[Labeled-object pointing entries]
'''
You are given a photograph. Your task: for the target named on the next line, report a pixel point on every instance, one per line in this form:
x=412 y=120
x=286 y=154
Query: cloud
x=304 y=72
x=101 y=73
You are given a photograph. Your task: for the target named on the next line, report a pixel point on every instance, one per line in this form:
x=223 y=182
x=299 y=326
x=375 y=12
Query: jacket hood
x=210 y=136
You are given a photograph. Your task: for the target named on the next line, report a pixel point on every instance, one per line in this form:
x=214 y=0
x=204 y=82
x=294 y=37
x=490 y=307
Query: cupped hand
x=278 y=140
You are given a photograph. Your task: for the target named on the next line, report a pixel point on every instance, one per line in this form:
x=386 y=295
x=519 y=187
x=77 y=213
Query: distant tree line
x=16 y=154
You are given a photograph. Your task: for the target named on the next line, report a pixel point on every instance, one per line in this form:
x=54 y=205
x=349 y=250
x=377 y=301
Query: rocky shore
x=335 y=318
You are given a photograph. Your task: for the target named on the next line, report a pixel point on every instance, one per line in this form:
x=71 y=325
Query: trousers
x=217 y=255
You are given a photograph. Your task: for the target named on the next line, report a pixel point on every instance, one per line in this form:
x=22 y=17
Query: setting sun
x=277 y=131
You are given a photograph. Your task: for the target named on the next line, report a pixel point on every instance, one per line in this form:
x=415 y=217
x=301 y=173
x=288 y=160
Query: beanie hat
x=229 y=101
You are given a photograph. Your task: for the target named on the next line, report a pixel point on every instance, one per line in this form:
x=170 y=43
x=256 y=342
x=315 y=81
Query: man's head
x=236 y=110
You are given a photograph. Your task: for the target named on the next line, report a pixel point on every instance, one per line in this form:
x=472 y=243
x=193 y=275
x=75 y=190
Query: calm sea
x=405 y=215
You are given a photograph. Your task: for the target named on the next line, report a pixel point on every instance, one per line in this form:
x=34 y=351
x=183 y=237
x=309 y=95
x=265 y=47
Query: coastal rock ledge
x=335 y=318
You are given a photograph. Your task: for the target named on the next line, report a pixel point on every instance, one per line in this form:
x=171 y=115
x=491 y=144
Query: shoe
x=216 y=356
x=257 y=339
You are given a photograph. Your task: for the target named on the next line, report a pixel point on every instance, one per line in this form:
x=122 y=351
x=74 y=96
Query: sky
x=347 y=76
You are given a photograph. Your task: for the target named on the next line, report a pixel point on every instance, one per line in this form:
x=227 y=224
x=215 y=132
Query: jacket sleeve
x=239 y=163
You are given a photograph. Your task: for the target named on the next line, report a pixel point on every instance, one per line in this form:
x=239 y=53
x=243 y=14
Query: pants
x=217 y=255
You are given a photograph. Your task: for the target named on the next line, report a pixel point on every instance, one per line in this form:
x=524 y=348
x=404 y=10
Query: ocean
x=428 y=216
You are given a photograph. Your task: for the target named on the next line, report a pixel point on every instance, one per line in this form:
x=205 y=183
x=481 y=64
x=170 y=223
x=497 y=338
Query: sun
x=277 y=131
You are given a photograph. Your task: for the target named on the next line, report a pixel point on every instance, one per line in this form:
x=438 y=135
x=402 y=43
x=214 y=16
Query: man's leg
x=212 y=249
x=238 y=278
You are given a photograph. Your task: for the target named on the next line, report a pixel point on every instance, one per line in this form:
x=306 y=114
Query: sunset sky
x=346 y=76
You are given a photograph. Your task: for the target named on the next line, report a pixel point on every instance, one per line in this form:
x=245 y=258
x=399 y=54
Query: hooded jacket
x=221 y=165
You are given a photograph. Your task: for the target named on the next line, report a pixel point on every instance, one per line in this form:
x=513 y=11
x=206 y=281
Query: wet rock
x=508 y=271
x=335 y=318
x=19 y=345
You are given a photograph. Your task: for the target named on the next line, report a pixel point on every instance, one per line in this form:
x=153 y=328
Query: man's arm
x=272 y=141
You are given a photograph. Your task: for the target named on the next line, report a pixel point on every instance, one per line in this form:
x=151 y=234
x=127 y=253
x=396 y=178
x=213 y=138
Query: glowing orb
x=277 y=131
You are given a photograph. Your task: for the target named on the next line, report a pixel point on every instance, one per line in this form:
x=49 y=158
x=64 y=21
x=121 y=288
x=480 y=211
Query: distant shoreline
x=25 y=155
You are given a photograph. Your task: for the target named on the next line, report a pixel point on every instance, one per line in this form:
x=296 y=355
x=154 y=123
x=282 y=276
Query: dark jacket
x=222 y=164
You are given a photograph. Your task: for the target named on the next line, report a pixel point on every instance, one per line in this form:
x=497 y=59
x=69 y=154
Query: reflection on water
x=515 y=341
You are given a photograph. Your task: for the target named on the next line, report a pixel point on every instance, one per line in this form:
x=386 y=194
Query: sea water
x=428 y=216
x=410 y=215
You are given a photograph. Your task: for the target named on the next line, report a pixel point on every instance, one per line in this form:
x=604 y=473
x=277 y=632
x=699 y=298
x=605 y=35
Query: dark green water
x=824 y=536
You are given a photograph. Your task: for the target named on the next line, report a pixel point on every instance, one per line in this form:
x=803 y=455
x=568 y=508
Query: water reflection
'''
> _Exercise objective_: Set down the material above again, word for word.

> _Answer_:
You are given a photograph. Your task: for the target named on the next line, report a pixel point on every instance, one per line in this form:
x=412 y=120
x=286 y=154
Query: cloud
x=304 y=72
x=101 y=73
You are given a photograph. Your task: for the target named on the next line, report a pixel point on every instance, one per line in this form:
x=223 y=182
x=299 y=326
x=375 y=12
Query: jacket hood
x=210 y=136
You are given a photograph. Your task: for the target named on the next line, report a pixel point on every instance, one per line in this form:
x=214 y=0
x=204 y=82
x=294 y=37
x=490 y=307
Query: cupped hand
x=278 y=140
You are given a photograph. Your task: for the target named on the next line, report a pixel point on every instance, one per line in this form:
x=386 y=295
x=519 y=187
x=77 y=213
Query: distant tree line
x=16 y=154
You are given a photograph. Your task: for the target named on the next line, report a pixel point on every instance, one per line in this form:
x=54 y=205
x=349 y=250
x=377 y=301
Query: rocky shore
x=335 y=318
You are given a photograph. Your task: for the target named on the next line, report a pixel point on every instance, one per line in this form:
x=71 y=325
Query: trousers
x=217 y=255
You are given a photograph. Your task: for the target named on the next line, report a pixel point on every instance, one per line in this form:
x=22 y=17
Query: setting sun
x=277 y=131
You are given a photograph. Your task: for the target named on the next line, report a pixel point on every instance, one per line in this form:
x=415 y=217
x=301 y=173
x=288 y=160
Query: beanie hat
x=229 y=101
You are given a photograph. Your task: for the target named on the next line, report a pixel point on every instance, one per line in this form:
x=170 y=43
x=256 y=342
x=315 y=81
Query: man's head
x=236 y=110
You are given a photograph. Your task: for the target named on the next line, report a pixel point on every instance, one per line in this form:
x=472 y=243
x=193 y=275
x=75 y=190
Query: calm sea
x=405 y=215
You are given a photograph. Your task: for the target named on the next line, report a pixel point on every instance, one per line in this form:
x=34 y=351
x=183 y=237
x=309 y=95
x=265 y=47
Query: coastal rock ledge
x=335 y=318
You are given a photograph. Your task: for the target named on the next line, report a pixel point on every instance, one per line in this form:
x=171 y=115
x=491 y=144
Query: shoe
x=216 y=356
x=257 y=339
You are given a photograph. Your task: for the target named on the next line, report a pixel point on every instance, one per line in this form:
x=122 y=351
x=74 y=96
Query: sky
x=347 y=76
You are given a photograph. Your task: for the target named on the next line, report a pixel point on every instance, one per line in this form:
x=227 y=224
x=215 y=132
Query: jacket sleeve
x=239 y=163
You are given a photograph. Your task: for the target named on the next line, report a pixel point on every instance, one per line in this form:
x=239 y=53
x=243 y=14
Query: pants
x=217 y=255
You are given a photograph. Your task: for the target named on the next line, report a pixel point on every instance, one per line in this form:
x=524 y=348
x=404 y=10
Query: ocean
x=428 y=216
You are given a photograph. Your task: for the target named on the next line, report a pixel point on every instance, one per line in this form:
x=205 y=183
x=481 y=64
x=170 y=223
x=497 y=338
Query: sun
x=277 y=131
You are given a photograph. Your task: for the target named on the next line, report a pixel point on every instance, one per line in this form:
x=438 y=135
x=402 y=43
x=214 y=16
Query: man's leg
x=212 y=249
x=238 y=278
You are given a photograph. Your task: for the target named on the next line, report a pixel point on every instance, one per line in this form:
x=306 y=114
Query: sunset sky
x=346 y=76
You are given a photograph. Your task: for the target named on the next line, report a pixel point on every instance, one per line in this form:
x=245 y=258
x=399 y=54
Query: hooded jacket
x=221 y=165
You are given a photograph. Your task: for the target named on the next line, report a pixel point on every instance, one per line in this form:
x=513 y=11
x=206 y=281
Query: wet rock
x=508 y=271
x=335 y=318
x=19 y=345
You are given a photograph. Your task: for the target named on the next line, report a pixel point on every instance, one per line in this form:
x=153 y=328
Query: man's arm
x=272 y=141
You are given a photograph. Your task: for the target named on the next line, report a pixel point on every instance, one per line in this form:
x=151 y=234
x=127 y=253
x=396 y=178
x=213 y=138
Query: glowing orb
x=277 y=131
You are given a photograph. Your task: for the target named on the next line, report a pixel point on every instance, one per line in this form:
x=49 y=158
x=64 y=21
x=121 y=288
x=480 y=211
Query: distant shoreline
x=25 y=155
You are given a photograph. Your task: for the target named on the next line, report a pixel point on every instance, one per line in this form:
x=296 y=355
x=154 y=123
x=282 y=276
Query: dark jacket
x=222 y=164
You are given a photograph. Your task: for the target named on the next line, report a pixel point on every instance, one per line in this form:
x=497 y=59
x=69 y=154
Query: reflection on water
x=515 y=341
You are given a photograph. Your task: for the target named on the next line, report a pixel point on every instance, one per line in this form:
x=386 y=194
Query: sea water
x=428 y=216
x=410 y=215
You are given a photograph. Your task: for the target named on the next line, report a pixel point on every instance, one per line in this form:
x=604 y=473
x=277 y=632
x=699 y=298
x=605 y=35
Query: dark green water
x=824 y=536
You are given a photograph. Your task: for the target named on the next line, report a pixel point on every instance, one per line in this form:
x=803 y=455
x=568 y=508
Query: water reflection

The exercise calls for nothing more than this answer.